**RECORD EXTRACTS**
┌──
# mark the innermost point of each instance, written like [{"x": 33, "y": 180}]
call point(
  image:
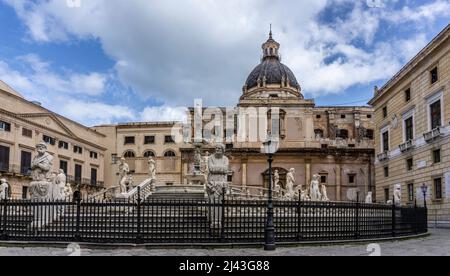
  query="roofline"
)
[
  {"x": 410, "y": 65},
  {"x": 56, "y": 114}
]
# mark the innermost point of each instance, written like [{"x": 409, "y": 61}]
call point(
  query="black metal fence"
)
[{"x": 201, "y": 221}]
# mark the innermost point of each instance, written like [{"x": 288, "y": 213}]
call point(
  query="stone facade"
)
[
  {"x": 23, "y": 124},
  {"x": 335, "y": 143},
  {"x": 412, "y": 136}
]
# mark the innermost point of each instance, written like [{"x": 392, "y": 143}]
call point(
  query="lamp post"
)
[
  {"x": 424, "y": 192},
  {"x": 269, "y": 148}
]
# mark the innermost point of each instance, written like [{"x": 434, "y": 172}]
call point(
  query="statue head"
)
[
  {"x": 220, "y": 150},
  {"x": 41, "y": 148}
]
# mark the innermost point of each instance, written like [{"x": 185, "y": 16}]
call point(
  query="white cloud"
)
[
  {"x": 164, "y": 113},
  {"x": 173, "y": 51}
]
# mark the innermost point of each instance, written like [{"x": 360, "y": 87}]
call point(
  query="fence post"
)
[
  {"x": 357, "y": 217},
  {"x": 222, "y": 219},
  {"x": 299, "y": 220},
  {"x": 77, "y": 197},
  {"x": 4, "y": 235},
  {"x": 394, "y": 218},
  {"x": 139, "y": 236}
]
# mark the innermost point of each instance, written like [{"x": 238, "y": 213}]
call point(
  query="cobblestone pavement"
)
└──
**YOUR INSTRUCTIONS**
Quote every line word for word and keep the images out of the copy.

**FINAL ANSWER**
# mark the innermost point of each instance, written like [{"x": 33, "y": 180}]
call point(
  image:
  query="roofline"
)
[
  {"x": 410, "y": 65},
  {"x": 56, "y": 114}
]
# mark the innermost point of each instance, written like [{"x": 409, "y": 61}]
call point(
  query="black metal fence"
)
[{"x": 201, "y": 221}]
# mark the innermost point of each instance, written like [{"x": 288, "y": 213}]
call point(
  query="stone facade"
)
[
  {"x": 23, "y": 124},
  {"x": 335, "y": 143},
  {"x": 412, "y": 136}
]
# mark the innermost point of each instance, written like [{"x": 392, "y": 143}]
call point(
  query="lamp post"
)
[
  {"x": 424, "y": 192},
  {"x": 269, "y": 148}
]
# mark the innermost point of each instance, written like [{"x": 434, "y": 172}]
call point(
  query="statue head"
)
[
  {"x": 220, "y": 150},
  {"x": 41, "y": 148}
]
# mark the innermost point of each instance, written like [{"x": 185, "y": 16}]
call point(
  query="white cloud"
)
[
  {"x": 164, "y": 113},
  {"x": 173, "y": 51}
]
# mark the innermost point of each instance, written like [{"x": 360, "y": 87}]
call point(
  query="fence post"
)
[
  {"x": 357, "y": 217},
  {"x": 222, "y": 219},
  {"x": 299, "y": 220},
  {"x": 77, "y": 197},
  {"x": 4, "y": 235},
  {"x": 394, "y": 218},
  {"x": 139, "y": 236}
]
# mark the innermost point of each instance, written like [{"x": 238, "y": 213}]
call point(
  query="cobblestone pavement"
)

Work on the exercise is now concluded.